##### Data lines

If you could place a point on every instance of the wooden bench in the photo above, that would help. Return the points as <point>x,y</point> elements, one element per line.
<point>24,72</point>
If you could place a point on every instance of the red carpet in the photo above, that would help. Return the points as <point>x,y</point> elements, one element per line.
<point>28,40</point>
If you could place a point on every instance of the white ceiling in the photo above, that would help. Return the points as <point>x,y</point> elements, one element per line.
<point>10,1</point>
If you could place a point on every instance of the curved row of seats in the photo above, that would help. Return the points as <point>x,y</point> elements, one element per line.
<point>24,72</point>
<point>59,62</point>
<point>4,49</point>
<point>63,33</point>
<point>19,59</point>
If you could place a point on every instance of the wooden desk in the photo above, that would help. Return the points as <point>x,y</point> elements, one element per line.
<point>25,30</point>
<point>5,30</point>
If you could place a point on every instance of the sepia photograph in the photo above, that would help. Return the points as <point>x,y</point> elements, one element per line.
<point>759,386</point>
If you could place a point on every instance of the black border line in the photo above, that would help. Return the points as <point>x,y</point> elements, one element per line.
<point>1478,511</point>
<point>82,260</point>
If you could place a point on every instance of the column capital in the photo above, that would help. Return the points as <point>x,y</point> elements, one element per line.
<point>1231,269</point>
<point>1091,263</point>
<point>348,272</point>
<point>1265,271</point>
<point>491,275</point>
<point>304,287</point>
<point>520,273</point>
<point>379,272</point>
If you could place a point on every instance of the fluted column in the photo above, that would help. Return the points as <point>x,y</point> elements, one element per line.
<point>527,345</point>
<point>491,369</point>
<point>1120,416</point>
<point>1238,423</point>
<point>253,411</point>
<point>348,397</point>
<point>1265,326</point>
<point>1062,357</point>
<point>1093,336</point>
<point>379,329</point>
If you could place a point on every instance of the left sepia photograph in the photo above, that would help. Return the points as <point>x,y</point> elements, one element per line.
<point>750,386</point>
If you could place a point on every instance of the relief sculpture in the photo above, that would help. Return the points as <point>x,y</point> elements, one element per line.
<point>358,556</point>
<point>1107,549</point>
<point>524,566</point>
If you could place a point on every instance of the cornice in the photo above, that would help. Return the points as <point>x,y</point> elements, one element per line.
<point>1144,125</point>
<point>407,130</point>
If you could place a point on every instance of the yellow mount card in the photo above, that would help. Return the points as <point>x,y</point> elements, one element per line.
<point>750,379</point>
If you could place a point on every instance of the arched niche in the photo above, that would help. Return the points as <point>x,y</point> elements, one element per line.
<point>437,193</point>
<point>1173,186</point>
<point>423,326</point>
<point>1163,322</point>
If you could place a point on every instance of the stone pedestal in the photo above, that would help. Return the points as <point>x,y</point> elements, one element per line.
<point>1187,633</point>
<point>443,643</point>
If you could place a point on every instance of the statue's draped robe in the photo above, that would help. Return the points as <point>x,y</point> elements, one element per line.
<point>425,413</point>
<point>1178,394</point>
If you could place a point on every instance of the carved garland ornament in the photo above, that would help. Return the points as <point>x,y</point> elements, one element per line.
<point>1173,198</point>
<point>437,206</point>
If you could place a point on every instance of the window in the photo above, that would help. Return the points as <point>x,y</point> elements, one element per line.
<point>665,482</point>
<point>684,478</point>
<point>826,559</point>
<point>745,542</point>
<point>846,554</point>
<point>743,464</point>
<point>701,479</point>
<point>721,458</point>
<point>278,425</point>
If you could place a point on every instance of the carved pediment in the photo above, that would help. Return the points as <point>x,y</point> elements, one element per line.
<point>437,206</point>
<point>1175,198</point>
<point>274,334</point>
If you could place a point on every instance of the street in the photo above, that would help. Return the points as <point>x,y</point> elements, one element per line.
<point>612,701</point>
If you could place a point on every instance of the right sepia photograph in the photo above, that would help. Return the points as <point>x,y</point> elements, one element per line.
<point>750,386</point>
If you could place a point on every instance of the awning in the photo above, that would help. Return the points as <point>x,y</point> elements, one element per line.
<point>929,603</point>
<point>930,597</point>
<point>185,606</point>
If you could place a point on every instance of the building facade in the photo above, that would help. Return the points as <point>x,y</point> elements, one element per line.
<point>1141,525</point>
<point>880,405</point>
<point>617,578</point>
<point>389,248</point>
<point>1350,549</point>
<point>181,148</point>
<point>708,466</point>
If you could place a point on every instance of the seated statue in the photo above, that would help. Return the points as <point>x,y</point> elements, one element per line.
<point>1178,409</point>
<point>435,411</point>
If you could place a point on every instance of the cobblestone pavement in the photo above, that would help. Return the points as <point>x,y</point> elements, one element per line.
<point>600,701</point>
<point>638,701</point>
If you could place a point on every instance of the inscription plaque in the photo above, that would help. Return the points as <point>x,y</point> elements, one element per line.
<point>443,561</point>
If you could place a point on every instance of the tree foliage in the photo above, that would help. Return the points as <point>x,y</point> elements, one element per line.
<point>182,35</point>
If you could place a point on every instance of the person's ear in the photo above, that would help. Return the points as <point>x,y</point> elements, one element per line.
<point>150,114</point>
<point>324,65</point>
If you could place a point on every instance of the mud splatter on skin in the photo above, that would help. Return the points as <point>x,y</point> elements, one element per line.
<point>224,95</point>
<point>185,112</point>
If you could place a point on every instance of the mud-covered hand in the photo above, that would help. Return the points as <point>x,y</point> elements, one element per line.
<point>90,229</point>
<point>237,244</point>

##########

Problem details:
Please rewrite the listing with every "that would help" changed to "it would be appreciated", leaving everything else unchanged.

Completed task:
If you could place a point on every instance of the wooden bench in the photo above, it would be appreciated. Return the points as <point>x,y</point> elements, one element per line.
<point>24,72</point>
If you could place a point on every instance of the red carpet in the photo above, it would be appreciated. Return the points as <point>x,y</point> elements, one element per line.
<point>28,40</point>
If you could place a point on every instance of the white ceiling in the photo above, it would be appreciated. Return the points as <point>x,y</point> elements, one element per line.
<point>10,1</point>
If you could place a point on every instance of the curved row of seats in the photo above, it would be appreciated. Return the points as <point>x,y</point> elements, one element per line.
<point>24,72</point>
<point>59,62</point>
<point>4,49</point>
<point>63,33</point>
<point>19,59</point>
If you could place a point on every instance of the wooden desk in the photo above, it would be appreciated. Return the points as <point>x,y</point> elements, one element per line.
<point>25,30</point>
<point>5,30</point>
If you could place a point on every instance of the sepia photograph in the photo above, it would be appreciated. Return the points as <point>x,y</point> elements, one element per line.
<point>759,386</point>
If you could place a point on every instance of the black border line in the photo above, it would be appreciated. Return the points as <point>x,y</point> elements, one element per line.
<point>1478,511</point>
<point>82,260</point>
If you could place a point on every instance of the column capital in the photo above, it would be appreciated. Return the points as <point>x,y</point> elements, one element per line.
<point>1231,269</point>
<point>1091,263</point>
<point>348,272</point>
<point>1265,271</point>
<point>491,275</point>
<point>304,287</point>
<point>520,273</point>
<point>379,272</point>
If you could place a point on every instance of the fluted column in the photo above, it would be appreciated. Return the points as <point>x,y</point> elements, one element per line.
<point>527,345</point>
<point>491,369</point>
<point>1120,416</point>
<point>1238,423</point>
<point>253,411</point>
<point>348,397</point>
<point>1265,326</point>
<point>1062,357</point>
<point>1093,336</point>
<point>379,329</point>
If you could place a point on every instance of the left sepia photograph in the photo above, it would be appreciated. Return the points as <point>x,y</point> elements, one element per line.
<point>750,386</point>
If you could place a point on every instance of the relief sculpture in the photo above, it would be appreciated. Return the points as <point>x,y</point> elements, one element per line.
<point>358,556</point>
<point>1107,549</point>
<point>524,566</point>
If you could place a point on every instance of the cornice in the photo above, it would be appreciated. Return the points as <point>x,y</point> elements, one element per line.
<point>1144,125</point>
<point>407,130</point>
If you could place a point on every instance of the yellow mount card in the photo above, it would be appreciated. Return the points as <point>x,y</point> elements, one element per line.
<point>750,379</point>
If you could place a point on every instance of the arched niche in the photo above, it would be appreciated. Return the points as <point>x,y</point> elements, one element per line.
<point>437,193</point>
<point>1173,186</point>
<point>423,326</point>
<point>1163,322</point>
If you could place a point on every instance of the stone pedestal in the photo above, it would be appreciated. Return the points as <point>x,y</point> elements, one element per line.
<point>1187,633</point>
<point>443,643</point>
If you could place a point on every instance of the statue's draped robe in the photo above, it would be appreciated. Return the points as <point>x,y</point> elements, one element per line.
<point>425,413</point>
<point>1178,394</point>
If you could place a point on every instance of the carved garland ornament in the photo above, it would be appreciated. Return the points as <point>x,y</point> elements, one element per line.
<point>1173,198</point>
<point>437,206</point>
If you could place a point on every instance of the window in the photo above, it would be appreciated. Return the points as <point>x,y</point> elements, one element per line.
<point>665,482</point>
<point>684,478</point>
<point>826,559</point>
<point>745,542</point>
<point>846,554</point>
<point>743,464</point>
<point>701,479</point>
<point>721,458</point>
<point>278,425</point>
If you could place a point on every instance of the carved pediment in the photo above, it would be appreciated. Return the points as <point>x,y</point> elements, one element per line.
<point>437,206</point>
<point>1175,198</point>
<point>274,334</point>
If you could place a point on every instance of the street in the photo above, it would be appreciated. Return the points as <point>x,y</point> elements, one element per line.
<point>612,701</point>
If you could place a point on every instance of the right sepia photograph in the photo above, it would be appreciated. Return the points as <point>x,y</point> elements, one element per line.
<point>750,386</point>
If you could place a point on every instance of the awning in the photo above, it would be appreciated. Return the points as <point>x,y</point> elements, one element per line.
<point>929,603</point>
<point>930,597</point>
<point>185,606</point>
If you could place a point on every instance of the building facade in the photo above, it would be appreciated. Return the points as <point>x,y</point> elements, one element per line.
<point>1141,525</point>
<point>880,405</point>
<point>617,578</point>
<point>389,248</point>
<point>1350,549</point>
<point>181,148</point>
<point>708,466</point>
If you could place a point on every instance of the seated statue in the photo above, it would be appreciated. Return the points as <point>x,y</point> elements, one element per line.
<point>1178,409</point>
<point>435,411</point>
If you could place a point on every instance of the cobblestone pavement in the photo above, it would be appreciated. Return the points as <point>x,y</point> elements, one element per line.
<point>600,701</point>
<point>638,701</point>
If you could place a point on every instance of the inscription plaque in the photo above, it would be appreciated. Return the points as <point>x,y</point> elements, one element per line.
<point>443,561</point>
If you could place a point on every instance of the tree foliage in the photo above, it would be appreciated. Return the points as <point>x,y</point> elements, one element per line.
<point>182,35</point>
If you could place a point on every instance of the person's ear in the photo above, it would be appreciated. Return the points as <point>x,y</point> elements, one element per line.
<point>150,114</point>
<point>324,65</point>
If you could place a point on every instance of the mud splatter on skin in the photo above, it would be appreciated. Return the points as <point>x,y</point> elements, one element per line.
<point>224,95</point>
<point>185,112</point>
If you could place a point on every instance of the mud-covered hand in the photo above, it would be appreciated. Return the points as <point>x,y</point> elements, one element per line.
<point>90,229</point>
<point>237,244</point>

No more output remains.